Pull out every line below that contains the word "distant", matching its case exactly.

* PROVIDED INFORMATION *
╭──

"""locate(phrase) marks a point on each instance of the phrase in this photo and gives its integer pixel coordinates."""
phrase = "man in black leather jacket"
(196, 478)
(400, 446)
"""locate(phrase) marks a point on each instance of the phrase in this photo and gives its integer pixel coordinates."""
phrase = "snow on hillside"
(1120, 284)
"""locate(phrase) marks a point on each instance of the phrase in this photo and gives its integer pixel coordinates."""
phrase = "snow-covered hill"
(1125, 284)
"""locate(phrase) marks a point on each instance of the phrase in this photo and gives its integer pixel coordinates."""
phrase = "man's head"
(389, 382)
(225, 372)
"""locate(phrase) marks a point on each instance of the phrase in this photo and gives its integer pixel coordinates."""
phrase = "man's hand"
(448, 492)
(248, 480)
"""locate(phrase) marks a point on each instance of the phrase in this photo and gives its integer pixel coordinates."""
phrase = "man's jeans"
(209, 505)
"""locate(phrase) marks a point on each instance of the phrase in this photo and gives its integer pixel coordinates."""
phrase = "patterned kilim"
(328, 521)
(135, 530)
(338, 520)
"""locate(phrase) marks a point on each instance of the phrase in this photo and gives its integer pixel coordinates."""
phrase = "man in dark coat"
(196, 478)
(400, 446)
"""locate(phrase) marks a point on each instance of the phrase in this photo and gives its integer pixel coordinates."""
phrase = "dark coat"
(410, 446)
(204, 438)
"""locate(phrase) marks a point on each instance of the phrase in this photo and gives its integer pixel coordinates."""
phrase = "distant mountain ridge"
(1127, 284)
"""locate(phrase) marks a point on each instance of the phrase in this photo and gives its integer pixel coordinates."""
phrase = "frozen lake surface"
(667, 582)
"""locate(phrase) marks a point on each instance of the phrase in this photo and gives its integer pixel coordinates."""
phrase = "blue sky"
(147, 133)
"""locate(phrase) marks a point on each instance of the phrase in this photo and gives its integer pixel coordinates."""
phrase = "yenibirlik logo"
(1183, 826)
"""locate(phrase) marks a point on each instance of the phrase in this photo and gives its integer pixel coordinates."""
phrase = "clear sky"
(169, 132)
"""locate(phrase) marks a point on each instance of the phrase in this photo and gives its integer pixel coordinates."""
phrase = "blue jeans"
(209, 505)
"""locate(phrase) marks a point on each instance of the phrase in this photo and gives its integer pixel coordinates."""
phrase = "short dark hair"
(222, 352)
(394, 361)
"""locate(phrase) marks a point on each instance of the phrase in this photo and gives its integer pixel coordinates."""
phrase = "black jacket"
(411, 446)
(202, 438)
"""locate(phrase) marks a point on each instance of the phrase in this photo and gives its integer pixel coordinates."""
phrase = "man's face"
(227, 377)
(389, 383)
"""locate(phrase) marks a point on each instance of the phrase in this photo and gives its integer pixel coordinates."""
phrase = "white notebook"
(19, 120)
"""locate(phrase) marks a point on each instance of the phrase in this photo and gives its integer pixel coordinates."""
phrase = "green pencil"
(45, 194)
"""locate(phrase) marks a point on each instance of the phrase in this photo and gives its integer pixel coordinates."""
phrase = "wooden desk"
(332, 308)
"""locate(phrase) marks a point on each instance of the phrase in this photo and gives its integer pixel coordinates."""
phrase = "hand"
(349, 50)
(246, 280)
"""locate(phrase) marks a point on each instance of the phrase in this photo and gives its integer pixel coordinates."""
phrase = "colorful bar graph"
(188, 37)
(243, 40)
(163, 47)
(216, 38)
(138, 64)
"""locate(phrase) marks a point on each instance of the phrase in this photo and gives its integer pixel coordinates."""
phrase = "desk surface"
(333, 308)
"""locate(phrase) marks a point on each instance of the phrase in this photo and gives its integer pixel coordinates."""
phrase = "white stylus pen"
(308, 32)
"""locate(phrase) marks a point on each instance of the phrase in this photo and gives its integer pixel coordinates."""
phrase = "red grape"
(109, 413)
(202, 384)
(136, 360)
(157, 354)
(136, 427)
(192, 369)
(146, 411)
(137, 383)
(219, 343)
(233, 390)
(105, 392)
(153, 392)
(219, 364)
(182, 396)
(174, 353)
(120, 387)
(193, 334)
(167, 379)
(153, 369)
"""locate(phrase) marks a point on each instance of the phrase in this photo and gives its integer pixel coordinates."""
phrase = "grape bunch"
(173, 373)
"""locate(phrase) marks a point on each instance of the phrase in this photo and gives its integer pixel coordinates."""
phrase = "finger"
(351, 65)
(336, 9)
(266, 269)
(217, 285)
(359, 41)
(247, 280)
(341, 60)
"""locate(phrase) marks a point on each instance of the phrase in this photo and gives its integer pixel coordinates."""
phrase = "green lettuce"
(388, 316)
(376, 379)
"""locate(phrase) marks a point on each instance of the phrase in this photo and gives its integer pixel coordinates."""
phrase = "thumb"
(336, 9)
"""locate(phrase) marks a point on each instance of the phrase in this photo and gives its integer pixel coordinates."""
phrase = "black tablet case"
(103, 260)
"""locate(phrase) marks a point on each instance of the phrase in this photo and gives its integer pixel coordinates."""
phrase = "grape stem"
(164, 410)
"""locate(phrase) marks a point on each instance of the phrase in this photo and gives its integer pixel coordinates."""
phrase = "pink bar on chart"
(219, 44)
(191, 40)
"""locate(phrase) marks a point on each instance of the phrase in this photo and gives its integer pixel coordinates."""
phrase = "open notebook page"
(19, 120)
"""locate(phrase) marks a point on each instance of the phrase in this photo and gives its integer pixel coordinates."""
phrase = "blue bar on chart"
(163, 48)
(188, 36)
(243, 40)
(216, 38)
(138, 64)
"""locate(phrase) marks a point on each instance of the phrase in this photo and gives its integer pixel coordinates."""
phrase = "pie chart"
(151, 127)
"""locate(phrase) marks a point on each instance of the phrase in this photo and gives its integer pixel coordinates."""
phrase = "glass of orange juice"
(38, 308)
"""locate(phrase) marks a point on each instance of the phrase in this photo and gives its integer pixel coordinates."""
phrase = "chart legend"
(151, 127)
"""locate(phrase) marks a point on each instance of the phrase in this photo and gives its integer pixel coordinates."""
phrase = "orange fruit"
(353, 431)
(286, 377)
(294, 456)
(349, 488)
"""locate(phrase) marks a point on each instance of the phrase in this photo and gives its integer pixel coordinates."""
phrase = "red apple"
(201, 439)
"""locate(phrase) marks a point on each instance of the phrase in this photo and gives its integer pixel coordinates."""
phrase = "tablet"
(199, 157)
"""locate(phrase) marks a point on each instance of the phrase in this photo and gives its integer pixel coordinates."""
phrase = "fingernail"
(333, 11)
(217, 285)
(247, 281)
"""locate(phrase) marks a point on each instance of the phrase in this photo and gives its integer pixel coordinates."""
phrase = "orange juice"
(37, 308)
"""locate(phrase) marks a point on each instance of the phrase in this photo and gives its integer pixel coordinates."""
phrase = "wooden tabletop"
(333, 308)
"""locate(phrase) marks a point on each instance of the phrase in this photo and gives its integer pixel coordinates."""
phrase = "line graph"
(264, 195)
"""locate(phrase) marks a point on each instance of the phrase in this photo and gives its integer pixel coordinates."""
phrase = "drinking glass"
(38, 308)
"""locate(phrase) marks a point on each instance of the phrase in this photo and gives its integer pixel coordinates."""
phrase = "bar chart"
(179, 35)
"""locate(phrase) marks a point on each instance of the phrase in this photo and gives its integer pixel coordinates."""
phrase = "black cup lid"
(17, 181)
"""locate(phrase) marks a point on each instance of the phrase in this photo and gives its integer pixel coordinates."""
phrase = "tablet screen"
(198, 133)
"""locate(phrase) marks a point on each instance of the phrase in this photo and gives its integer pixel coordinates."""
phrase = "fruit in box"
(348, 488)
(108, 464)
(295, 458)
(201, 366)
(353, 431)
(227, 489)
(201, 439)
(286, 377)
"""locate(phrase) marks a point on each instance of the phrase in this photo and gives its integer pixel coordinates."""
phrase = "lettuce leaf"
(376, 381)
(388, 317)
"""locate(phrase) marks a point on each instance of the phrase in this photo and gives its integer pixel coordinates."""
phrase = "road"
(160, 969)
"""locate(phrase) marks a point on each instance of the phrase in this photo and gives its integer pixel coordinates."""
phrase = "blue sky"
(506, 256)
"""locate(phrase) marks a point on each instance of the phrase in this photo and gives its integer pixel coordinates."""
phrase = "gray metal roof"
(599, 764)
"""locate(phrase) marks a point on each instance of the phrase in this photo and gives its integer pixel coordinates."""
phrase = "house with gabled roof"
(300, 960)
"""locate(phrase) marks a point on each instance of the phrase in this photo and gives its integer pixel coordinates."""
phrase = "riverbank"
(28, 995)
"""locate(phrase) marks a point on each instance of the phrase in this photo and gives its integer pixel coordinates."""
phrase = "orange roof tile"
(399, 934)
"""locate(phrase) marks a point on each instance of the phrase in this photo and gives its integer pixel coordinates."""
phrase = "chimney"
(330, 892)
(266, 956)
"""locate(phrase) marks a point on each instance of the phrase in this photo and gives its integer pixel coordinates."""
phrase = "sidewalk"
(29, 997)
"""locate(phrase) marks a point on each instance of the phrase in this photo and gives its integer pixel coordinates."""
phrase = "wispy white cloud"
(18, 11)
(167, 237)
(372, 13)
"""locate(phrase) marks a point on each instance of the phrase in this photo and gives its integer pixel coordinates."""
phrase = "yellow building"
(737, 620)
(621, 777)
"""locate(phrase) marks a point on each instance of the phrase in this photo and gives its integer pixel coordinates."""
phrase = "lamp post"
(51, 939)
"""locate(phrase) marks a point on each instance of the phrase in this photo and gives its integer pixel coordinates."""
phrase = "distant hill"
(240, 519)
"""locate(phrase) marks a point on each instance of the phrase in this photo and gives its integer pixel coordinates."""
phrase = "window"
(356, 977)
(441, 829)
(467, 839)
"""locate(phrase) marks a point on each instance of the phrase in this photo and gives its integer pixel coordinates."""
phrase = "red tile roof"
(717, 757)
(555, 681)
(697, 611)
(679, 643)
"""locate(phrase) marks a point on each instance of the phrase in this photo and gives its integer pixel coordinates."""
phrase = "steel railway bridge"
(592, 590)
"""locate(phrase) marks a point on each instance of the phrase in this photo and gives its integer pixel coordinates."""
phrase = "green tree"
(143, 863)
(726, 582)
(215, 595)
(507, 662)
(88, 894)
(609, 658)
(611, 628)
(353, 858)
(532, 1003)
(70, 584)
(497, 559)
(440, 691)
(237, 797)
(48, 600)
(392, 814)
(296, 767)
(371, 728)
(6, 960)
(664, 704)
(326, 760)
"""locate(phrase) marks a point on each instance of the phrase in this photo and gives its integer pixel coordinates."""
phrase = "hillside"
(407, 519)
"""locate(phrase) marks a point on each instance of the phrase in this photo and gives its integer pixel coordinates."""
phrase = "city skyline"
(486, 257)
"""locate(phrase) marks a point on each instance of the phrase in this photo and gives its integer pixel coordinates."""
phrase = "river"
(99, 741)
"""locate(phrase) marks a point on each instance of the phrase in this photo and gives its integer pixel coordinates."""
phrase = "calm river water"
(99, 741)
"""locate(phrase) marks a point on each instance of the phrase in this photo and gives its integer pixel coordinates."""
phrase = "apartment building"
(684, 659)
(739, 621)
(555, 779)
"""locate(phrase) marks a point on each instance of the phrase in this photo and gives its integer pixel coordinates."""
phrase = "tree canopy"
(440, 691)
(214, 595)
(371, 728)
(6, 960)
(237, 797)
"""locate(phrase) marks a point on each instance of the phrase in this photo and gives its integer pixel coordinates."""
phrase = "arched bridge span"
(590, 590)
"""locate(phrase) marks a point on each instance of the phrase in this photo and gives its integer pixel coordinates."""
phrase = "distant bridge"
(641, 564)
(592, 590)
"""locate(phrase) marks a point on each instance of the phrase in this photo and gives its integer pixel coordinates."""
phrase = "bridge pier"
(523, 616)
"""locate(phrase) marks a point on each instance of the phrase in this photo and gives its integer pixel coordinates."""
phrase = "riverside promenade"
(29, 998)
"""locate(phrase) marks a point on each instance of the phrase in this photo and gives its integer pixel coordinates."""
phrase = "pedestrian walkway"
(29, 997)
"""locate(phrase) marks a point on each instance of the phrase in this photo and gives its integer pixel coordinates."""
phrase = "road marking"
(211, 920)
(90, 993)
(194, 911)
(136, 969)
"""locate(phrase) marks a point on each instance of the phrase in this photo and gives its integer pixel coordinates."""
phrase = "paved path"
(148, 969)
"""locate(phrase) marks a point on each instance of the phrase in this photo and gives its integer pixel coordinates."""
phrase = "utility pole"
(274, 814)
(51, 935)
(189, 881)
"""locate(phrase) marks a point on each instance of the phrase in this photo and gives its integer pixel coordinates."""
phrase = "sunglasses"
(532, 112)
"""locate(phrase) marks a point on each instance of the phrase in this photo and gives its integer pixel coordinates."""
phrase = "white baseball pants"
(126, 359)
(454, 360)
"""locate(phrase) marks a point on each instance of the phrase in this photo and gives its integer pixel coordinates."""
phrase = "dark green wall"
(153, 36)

╰──

* FULL RESPONSE *
phrase = "distant mountain ridge"
phrase = "distant hill"
phrase = "distant bridge"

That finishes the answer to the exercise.